Copy the data below word for word, from its very first line through the line that contains "[495, 64, 571, 161]", including that line.

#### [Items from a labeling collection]
---+---

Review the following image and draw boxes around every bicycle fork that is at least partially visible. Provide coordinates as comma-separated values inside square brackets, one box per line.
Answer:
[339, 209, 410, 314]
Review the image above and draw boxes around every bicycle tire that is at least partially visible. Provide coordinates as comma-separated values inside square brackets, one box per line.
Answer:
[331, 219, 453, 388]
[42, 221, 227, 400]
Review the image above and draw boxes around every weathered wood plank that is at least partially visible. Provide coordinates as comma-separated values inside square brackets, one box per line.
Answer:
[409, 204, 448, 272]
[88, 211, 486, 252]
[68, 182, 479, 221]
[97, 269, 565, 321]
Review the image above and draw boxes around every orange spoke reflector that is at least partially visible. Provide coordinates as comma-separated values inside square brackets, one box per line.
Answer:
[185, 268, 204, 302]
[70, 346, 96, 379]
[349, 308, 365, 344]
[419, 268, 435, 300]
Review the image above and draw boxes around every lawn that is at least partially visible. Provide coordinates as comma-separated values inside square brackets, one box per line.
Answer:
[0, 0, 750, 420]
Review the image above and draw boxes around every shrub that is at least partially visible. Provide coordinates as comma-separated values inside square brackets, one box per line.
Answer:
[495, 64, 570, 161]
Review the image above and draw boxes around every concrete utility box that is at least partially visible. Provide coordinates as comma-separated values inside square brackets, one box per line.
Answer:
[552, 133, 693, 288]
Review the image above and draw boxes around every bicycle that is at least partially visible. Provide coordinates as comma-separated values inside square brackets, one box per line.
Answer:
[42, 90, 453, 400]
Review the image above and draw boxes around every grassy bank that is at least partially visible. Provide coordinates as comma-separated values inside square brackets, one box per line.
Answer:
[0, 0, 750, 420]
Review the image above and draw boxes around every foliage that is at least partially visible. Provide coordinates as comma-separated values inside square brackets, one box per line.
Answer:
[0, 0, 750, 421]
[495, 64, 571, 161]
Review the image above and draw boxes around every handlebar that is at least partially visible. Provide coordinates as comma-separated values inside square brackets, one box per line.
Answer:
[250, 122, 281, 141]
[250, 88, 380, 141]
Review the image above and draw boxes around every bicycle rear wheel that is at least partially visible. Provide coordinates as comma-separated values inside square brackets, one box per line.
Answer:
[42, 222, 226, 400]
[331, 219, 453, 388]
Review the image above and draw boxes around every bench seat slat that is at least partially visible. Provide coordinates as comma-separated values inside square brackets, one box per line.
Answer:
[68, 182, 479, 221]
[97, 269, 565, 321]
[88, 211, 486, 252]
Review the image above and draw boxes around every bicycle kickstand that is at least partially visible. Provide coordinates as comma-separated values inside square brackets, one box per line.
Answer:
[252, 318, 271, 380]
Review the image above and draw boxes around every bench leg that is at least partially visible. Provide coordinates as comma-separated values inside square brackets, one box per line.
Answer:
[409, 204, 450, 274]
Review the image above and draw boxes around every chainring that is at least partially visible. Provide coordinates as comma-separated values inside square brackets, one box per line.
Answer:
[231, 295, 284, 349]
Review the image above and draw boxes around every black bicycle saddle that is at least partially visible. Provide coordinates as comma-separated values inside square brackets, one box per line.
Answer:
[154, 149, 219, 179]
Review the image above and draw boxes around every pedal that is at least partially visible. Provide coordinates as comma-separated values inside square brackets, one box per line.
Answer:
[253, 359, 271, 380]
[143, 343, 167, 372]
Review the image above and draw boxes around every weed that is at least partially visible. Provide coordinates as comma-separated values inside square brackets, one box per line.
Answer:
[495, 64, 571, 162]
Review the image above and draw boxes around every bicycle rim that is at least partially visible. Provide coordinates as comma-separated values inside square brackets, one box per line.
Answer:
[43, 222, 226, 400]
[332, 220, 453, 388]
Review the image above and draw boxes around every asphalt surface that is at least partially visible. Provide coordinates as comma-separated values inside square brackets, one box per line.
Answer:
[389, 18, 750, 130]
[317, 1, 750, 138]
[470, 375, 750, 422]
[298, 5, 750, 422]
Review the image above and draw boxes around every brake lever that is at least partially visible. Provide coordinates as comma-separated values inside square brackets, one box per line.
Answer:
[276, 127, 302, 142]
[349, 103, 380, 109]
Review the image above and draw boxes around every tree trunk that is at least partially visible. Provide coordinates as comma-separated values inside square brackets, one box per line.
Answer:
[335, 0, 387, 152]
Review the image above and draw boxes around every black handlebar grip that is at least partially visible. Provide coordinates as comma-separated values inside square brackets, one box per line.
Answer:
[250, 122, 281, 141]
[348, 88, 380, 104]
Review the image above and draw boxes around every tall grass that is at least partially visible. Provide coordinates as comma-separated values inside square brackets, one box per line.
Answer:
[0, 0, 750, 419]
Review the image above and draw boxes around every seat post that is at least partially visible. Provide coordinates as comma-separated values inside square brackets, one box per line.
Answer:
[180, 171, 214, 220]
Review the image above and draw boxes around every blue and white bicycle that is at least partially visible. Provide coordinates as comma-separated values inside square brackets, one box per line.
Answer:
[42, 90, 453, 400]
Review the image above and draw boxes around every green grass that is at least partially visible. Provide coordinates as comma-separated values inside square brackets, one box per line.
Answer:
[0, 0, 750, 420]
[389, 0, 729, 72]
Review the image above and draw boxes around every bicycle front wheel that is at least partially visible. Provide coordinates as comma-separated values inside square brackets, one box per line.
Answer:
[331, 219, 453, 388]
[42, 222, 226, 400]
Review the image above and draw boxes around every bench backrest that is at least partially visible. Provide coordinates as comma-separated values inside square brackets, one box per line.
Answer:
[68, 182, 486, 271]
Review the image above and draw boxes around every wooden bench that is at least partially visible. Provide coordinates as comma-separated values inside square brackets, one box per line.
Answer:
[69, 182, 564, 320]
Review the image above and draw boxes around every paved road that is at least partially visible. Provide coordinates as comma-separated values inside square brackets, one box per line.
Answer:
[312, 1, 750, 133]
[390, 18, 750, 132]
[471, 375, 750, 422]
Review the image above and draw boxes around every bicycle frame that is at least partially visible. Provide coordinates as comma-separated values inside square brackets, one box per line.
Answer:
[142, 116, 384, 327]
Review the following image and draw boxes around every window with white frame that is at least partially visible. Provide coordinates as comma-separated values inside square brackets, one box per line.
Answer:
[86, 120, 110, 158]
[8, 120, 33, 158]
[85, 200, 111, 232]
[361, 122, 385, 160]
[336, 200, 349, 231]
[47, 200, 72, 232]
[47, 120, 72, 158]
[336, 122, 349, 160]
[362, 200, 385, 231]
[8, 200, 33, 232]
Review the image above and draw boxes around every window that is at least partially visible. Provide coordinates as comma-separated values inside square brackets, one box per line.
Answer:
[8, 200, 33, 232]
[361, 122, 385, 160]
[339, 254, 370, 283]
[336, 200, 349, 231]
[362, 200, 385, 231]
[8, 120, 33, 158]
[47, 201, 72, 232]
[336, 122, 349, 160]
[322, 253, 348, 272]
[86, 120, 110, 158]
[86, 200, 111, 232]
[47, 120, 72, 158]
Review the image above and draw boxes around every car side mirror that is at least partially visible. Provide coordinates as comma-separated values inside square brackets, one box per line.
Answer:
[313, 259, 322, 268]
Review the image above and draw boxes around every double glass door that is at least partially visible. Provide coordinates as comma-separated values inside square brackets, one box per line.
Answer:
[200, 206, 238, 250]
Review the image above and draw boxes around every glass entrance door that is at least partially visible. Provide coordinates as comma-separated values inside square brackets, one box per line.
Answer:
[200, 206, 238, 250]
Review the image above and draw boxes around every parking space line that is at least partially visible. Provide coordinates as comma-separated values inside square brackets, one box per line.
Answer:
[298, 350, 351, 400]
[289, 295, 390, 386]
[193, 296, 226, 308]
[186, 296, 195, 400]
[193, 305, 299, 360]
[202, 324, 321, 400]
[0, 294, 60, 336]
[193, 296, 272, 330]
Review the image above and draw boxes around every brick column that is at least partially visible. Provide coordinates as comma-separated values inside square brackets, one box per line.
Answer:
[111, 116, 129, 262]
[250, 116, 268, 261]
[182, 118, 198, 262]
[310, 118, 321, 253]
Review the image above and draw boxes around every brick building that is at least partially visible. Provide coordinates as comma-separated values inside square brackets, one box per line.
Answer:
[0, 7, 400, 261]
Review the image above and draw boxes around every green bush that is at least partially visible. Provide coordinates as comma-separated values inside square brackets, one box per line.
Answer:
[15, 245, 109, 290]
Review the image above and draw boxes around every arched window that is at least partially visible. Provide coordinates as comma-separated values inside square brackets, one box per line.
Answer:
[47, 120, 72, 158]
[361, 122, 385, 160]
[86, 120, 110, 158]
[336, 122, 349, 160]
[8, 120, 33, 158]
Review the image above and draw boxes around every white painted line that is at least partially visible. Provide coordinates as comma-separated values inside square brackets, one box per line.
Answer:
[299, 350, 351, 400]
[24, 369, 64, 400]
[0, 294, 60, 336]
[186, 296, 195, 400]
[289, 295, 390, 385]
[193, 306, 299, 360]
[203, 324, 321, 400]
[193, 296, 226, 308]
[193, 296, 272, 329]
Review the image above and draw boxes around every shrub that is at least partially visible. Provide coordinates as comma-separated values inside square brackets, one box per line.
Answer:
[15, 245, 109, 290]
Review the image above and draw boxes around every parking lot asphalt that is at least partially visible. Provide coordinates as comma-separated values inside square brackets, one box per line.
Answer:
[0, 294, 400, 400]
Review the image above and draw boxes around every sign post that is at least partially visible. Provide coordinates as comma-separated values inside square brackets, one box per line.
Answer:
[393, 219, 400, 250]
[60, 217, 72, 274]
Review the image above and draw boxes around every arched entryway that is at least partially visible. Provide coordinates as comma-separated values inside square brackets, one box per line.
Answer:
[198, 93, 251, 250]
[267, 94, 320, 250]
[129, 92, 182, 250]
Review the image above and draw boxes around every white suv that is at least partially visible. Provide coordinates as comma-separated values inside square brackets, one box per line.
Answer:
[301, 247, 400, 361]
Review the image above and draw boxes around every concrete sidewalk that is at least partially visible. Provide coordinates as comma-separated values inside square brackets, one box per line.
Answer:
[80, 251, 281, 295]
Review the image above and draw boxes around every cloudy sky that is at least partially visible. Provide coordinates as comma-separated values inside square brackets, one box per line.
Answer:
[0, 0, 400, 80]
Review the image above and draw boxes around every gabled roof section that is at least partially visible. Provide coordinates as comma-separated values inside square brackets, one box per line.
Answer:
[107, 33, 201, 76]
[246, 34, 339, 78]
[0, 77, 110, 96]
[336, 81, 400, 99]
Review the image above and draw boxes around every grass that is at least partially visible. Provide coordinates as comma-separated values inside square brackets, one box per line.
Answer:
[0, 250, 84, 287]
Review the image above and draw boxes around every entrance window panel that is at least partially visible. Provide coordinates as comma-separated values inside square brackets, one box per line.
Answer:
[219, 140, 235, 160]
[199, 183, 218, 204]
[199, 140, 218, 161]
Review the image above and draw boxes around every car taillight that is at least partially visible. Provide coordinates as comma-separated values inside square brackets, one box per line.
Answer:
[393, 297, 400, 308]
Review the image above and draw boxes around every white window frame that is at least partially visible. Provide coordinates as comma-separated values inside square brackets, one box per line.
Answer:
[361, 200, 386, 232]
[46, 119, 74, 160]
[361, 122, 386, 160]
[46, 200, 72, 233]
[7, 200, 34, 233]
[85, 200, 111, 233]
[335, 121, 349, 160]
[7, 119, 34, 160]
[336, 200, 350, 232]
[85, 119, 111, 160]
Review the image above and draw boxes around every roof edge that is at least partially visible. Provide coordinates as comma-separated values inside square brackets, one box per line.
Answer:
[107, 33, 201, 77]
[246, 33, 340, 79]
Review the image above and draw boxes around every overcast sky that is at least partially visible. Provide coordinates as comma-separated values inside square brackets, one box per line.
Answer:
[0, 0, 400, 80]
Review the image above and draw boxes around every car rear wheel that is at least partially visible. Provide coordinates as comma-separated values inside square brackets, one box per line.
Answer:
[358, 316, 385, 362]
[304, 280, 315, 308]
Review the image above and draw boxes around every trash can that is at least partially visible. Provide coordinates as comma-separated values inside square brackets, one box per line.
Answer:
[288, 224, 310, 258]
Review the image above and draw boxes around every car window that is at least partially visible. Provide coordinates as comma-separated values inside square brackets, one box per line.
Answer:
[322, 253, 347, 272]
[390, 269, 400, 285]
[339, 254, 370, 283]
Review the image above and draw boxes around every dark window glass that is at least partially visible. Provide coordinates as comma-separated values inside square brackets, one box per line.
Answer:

---+---

#### [Problem solution]
Review the following image and draw boxes around every bicycle fork that is at least partially visible. Provide coordinates as comma-separated values inside square brackets, one box per line.
Answer:
[339, 209, 410, 314]
Review the image above and draw boxes around every bicycle tire that is at least partially visible. Provide coordinates as comma-separated values inside square brackets, one box per line.
Answer:
[331, 219, 453, 388]
[42, 221, 227, 400]
Review the image above and draw boxes around every weathered wood plank that is at least partially visible. Provide coordinates as comma-separated values inside square brackets, one box per line.
Answer:
[409, 204, 448, 272]
[88, 211, 486, 252]
[68, 182, 479, 221]
[97, 269, 565, 321]
Review the image above and draw boxes around every orange spoke reflector that is at least partially visible. Provide coordinates as comma-separated values inside square brackets, one box per line.
Answer:
[185, 268, 204, 302]
[70, 346, 96, 379]
[349, 308, 365, 344]
[419, 268, 435, 300]
Review the image above and draw boxes around every lawn that is at least partially visible. Provide coordinates as comma-separated values inside square brackets, one box per line.
Answer:
[0, 0, 750, 420]
Review the image above and draw boxes around every shrub that is at least partially visible. Provide coordinates as comma-separated values inside square brackets, one box per line.
Answer:
[495, 64, 570, 161]
Review the image above and draw boxes around every concrete utility box that is at least partially visible. Provide coordinates as comma-separated values inside square brackets, one box per line.
Answer:
[552, 133, 693, 288]
Review the image above and draw boxes around every bicycle that is at least partially visible. Provide coordinates as comma-separated values inside square brackets, one box per line.
Answer:
[42, 90, 453, 400]
Review the image above and draw boxes around every grassy bank that is at least partially visible. Provide coordinates as comma-separated values inside square brackets, one box per line.
Answer:
[0, 0, 750, 420]
Review the image above and draw boxes around every foliage that is at least partially visible. Provide coordinates as comma-separated values inside square brackets, one box per line.
Answer:
[0, 0, 750, 421]
[495, 64, 571, 161]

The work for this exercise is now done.